----- Artikel
Ahad 12 Feb 2023 17:21 WIB

ICW: Sumber Masalah Utama IPK Turun Ada di KPK

Kinerja KPK dinilai tak maksimal dalam sejumlah kasus besar korupsi di Indonesia.

Rep: Rizky Suryarandika/ Red: Agus raharjo
Peneliti Iindonesia Corruption Watch (ICW) Kurnia Ramadhana memberikan keterangan usai menyerahkan surat yang ditujukan untuk Ketua Mahkamah Agung Muhammad Hatta Ali di Gedung Mahkamah Agung, Jakarta, Selasa (27/2).
Foto: Republika/Prayogi
Peneliti Iindonesia Corruption Watch (ICW) Kurnia Ramadhana memberikan keterangan usai menyerahkan surat yang ditujukan untuk Ketua Mahkamah Agung Muhammad Hatta Ali di Gedung Mahkamah Agung, Jakarta, Selasa (27/2).

REPUBLIKA.CO.ID, JAKARTA -- Indonesia Corruption Watch (ICW) mengaku tak heran dengan anjloknya Indeks Persepsi Korupsi (IPK) Indonesia 2022 di skor 34 atau turun empat poin dari tahun sebelumnya. ICW menuding penyebab turunnya IPK adalah kinerja KPK saat ini.

Hal tersebut disampaikan oleh Peneliti ICW Kurnia Ramadhana dalam diskusi yang digelar oleh Total Politik di Jakarta Selatan pada Ahad (12/2/2023). Nilai IPK dirilis oleh Transparency International Indonesia (TII).

Baca Juga

"Sumber permasalahan utama ada di KPK, kita belum pernah lihat pimpinan KPK ada lima orang pelanggaran etiknya ada tiga, satu Bu Lili sudah keluar," kata Kurnia dalam kegiatan tersebut, Ahad (12/2/2023).

Kurnia menegaskan permasalahan di internal KPK malah tak cepat disikapi oleh Presiden Jokowi. Kondisi tersebut, menurut dia, memerparah situasi pemberantasan korupsi. "Ini jadi masalah yang nggak disadari Pak Jokowi, nggak ada realisasi konkret," lanjut Kurnia.
----------
Apakah tiap pernyataan di bawah ini sesuai dengan artikel? Jawab ya atau tidak, lalu kutip persis kata-kata artikel yang menentukan jawabannya.
1. Skor IPK Indonesia 2022 adalah 34, turun empat poin dari tahun sebelumnya.
2. Nilai IPK dirilis oleh Indonesia Corruption Watch.
3. Menurut Kurnia, Presiden Jokowi cepat menyikapi permasalahan di internal KPK.
Data tidak diperlukan untuk mengerjakan tugas ini.
----- Bagian Data
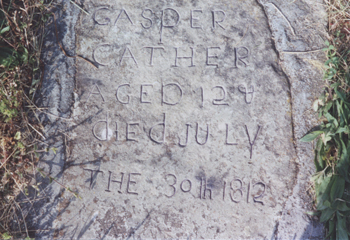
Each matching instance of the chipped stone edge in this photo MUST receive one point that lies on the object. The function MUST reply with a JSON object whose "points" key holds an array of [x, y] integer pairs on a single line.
{"points": [[302, 226]]}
----------
Jawaban Lengkap:
1. Ya: "anjloknya Indeks Persepsi Korupsi (IPK) Indonesia 2022 di skor 34 atau turun empat poin dari tahun sebelumnya"
2. Tidak: "Nilai IPK dirilis oleh Transparency International Indonesia (TII)."
3. Tidak: "permasalahan di internal KPK malah tak cepat disikapi oleh Presiden Jokowi"